Keep every line in which "bird" occurs and drop the rest of the data.

§ **The records**:
++++++++

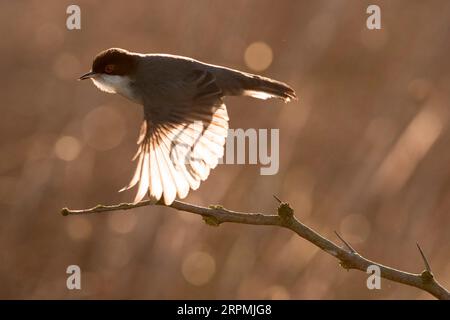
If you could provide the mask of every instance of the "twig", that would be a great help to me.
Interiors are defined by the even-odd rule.
[[[409,273],[388,266],[384,266],[380,263],[371,261],[361,256],[360,254],[356,253],[356,251],[339,235],[337,236],[350,249],[350,252],[336,245],[327,238],[323,237],[313,229],[309,228],[308,226],[298,221],[293,214],[294,211],[292,210],[292,208],[289,206],[288,203],[281,202],[281,200],[279,199],[277,200],[280,202],[277,215],[236,212],[225,209],[222,206],[209,206],[208,208],[206,208],[181,201],[175,201],[169,207],[176,210],[201,215],[206,223],[215,226],[218,226],[221,223],[231,222],[231,223],[241,223],[251,225],[279,226],[287,228],[295,232],[303,239],[319,247],[321,250],[337,258],[340,261],[341,265],[346,269],[356,269],[366,272],[369,266],[376,265],[380,268],[381,277],[385,279],[389,279],[394,282],[402,283],[405,285],[409,285],[424,290],[438,299],[450,300],[450,292],[447,289],[445,289],[442,285],[440,285],[436,281],[435,277],[433,277],[430,271],[431,269],[429,269],[428,261],[425,258],[425,255],[423,254],[419,246],[418,246],[419,251],[421,252],[422,258],[424,259],[425,266],[427,268],[427,270],[422,272],[421,274]],[[62,209],[61,213],[65,216],[92,214],[116,210],[130,210],[137,207],[143,207],[152,204],[153,204],[152,202],[147,200],[136,204],[122,203],[112,206],[98,205],[94,208],[83,210],[69,210],[67,208],[64,208]],[[156,205],[165,206],[163,203],[160,202],[156,203]]]

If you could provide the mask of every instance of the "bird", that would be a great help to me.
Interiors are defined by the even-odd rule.
[[[90,79],[101,91],[143,106],[134,175],[134,203],[146,197],[171,205],[199,188],[224,154],[225,96],[297,100],[287,84],[189,57],[109,48],[96,55]]]

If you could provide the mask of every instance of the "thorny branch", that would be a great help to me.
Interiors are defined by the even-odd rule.
[[[401,270],[397,270],[388,266],[384,266],[378,262],[371,261],[363,256],[361,256],[347,241],[345,241],[337,232],[336,235],[344,243],[344,247],[340,247],[323,237],[313,229],[301,223],[294,216],[294,210],[289,206],[288,203],[282,202],[280,199],[275,197],[279,202],[278,214],[268,215],[261,213],[243,213],[237,211],[231,211],[223,208],[222,206],[209,206],[200,207],[193,204],[175,201],[169,207],[190,212],[194,214],[201,215],[203,220],[213,226],[219,226],[224,222],[241,223],[241,224],[251,224],[251,225],[266,225],[266,226],[279,226],[282,228],[287,228],[303,239],[309,241],[315,246],[319,247],[323,251],[332,255],[340,261],[340,265],[349,270],[356,269],[363,272],[367,271],[367,268],[371,265],[376,265],[380,268],[381,277],[389,279],[394,282],[402,283],[408,286],[416,287],[418,289],[424,290],[434,297],[442,300],[450,300],[450,292],[445,289],[441,284],[439,284],[430,268],[427,258],[420,248],[419,244],[417,247],[419,249],[420,255],[425,264],[425,270],[420,274],[409,273]],[[91,214],[98,212],[109,212],[116,210],[130,210],[137,207],[152,205],[150,201],[141,201],[136,204],[132,203],[122,203],[118,205],[105,206],[98,205],[90,209],[82,210],[69,210],[67,208],[62,209],[61,213],[64,216],[67,215],[80,215],[80,214]],[[165,206],[163,203],[156,203],[157,205]]]

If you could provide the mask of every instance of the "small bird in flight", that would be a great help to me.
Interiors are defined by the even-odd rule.
[[[100,52],[84,79],[144,106],[137,168],[121,190],[138,184],[135,203],[149,194],[170,205],[206,180],[224,153],[224,96],[297,99],[292,88],[276,80],[187,57],[120,48]]]

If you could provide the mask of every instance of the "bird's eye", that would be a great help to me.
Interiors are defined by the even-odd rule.
[[[106,67],[105,67],[105,72],[106,73],[111,73],[113,71],[114,71],[114,65],[113,64],[106,65]]]

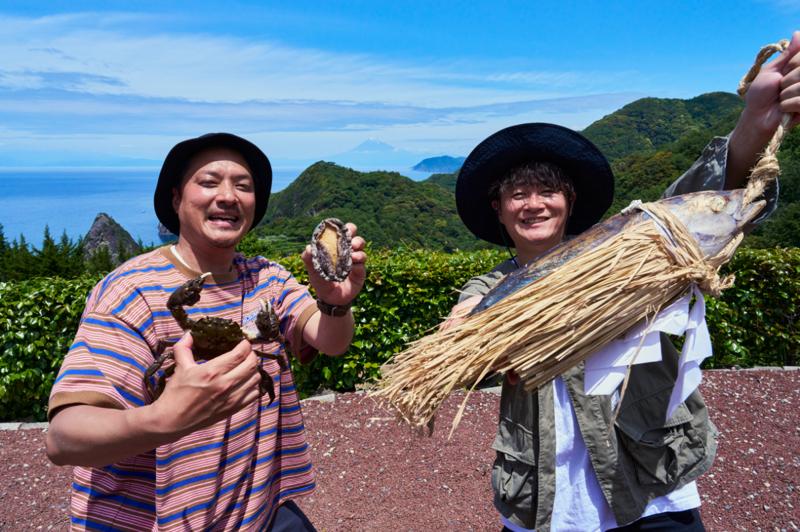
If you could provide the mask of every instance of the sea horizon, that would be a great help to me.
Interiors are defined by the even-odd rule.
[[[273,168],[272,192],[289,186],[305,168]],[[397,171],[415,181],[430,172]],[[105,213],[134,240],[161,242],[153,209],[159,168],[154,166],[0,167],[0,225],[7,242],[41,247],[44,230],[58,240],[66,232],[75,241],[86,235],[96,216]]]

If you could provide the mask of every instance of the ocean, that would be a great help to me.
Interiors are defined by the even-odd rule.
[[[302,169],[273,170],[272,191],[286,188]],[[0,169],[0,224],[7,241],[24,235],[39,247],[44,228],[58,240],[89,231],[104,212],[144,244],[157,244],[153,191],[158,168]]]
[[[44,228],[58,240],[66,231],[76,240],[84,236],[98,213],[104,212],[134,240],[158,244],[158,219],[153,191],[158,168],[0,168],[0,224],[7,241],[20,235],[40,247]],[[303,169],[274,168],[272,192],[289,186]],[[430,172],[399,170],[414,180]]]

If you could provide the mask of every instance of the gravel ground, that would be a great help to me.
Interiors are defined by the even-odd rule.
[[[699,480],[711,531],[800,527],[800,371],[708,371],[701,387],[720,430]],[[300,505],[321,531],[499,530],[489,487],[499,398],[448,399],[430,438],[360,394],[306,401],[317,491]],[[67,528],[70,468],[51,465],[41,430],[0,431],[0,529]]]

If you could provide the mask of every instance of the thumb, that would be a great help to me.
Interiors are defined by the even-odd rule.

++++++++

§ **Solution to this exercise**:
If you could provide the mask of every instance of the "bird", that would be a great help to me.
If you could provide the mask of every instance of the "small bird in flight", that would be a great help to me.
If you could provide the mask of every instance of the "bird's eye", that would be a great help to me.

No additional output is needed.